──────── Listing

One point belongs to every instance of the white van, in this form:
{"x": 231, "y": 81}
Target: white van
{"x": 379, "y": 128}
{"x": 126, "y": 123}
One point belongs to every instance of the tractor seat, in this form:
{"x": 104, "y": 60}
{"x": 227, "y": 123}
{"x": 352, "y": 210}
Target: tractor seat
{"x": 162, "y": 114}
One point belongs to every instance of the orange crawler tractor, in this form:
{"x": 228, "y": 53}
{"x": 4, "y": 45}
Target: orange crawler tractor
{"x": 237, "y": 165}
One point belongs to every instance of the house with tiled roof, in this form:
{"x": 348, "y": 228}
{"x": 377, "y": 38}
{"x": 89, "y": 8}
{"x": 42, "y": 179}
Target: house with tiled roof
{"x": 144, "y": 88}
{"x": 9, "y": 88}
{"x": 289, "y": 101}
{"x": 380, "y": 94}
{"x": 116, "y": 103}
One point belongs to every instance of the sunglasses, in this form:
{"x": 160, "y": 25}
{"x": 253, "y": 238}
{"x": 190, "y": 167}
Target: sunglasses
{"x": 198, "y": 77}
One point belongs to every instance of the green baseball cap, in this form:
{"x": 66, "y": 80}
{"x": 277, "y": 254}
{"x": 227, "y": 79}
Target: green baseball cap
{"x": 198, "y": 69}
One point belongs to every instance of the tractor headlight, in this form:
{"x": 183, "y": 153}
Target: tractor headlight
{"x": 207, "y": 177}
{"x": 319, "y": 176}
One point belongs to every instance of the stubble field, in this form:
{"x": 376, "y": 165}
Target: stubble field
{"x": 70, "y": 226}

────────────────

Problem to solve
Please copy the records above word for word, from the line containing "One point belongs to every instance of the sunglasses, in" through the last line of the records, including both.

Exercise response
One point belongs to every instance of the sunglasses, in this form:
{"x": 160, "y": 25}
{"x": 253, "y": 238}
{"x": 190, "y": 167}
Target: sunglasses
{"x": 198, "y": 77}
One point belongs to every instance of the green baseball cap, in this form:
{"x": 66, "y": 80}
{"x": 277, "y": 254}
{"x": 227, "y": 79}
Target: green baseball cap
{"x": 198, "y": 69}
One point belongs to every instance of the tractor headlight, in this form:
{"x": 183, "y": 153}
Target: tractor headlight
{"x": 207, "y": 177}
{"x": 319, "y": 176}
One point belongs to every instance of the stubble field, in this form:
{"x": 376, "y": 165}
Target: stubble field
{"x": 70, "y": 226}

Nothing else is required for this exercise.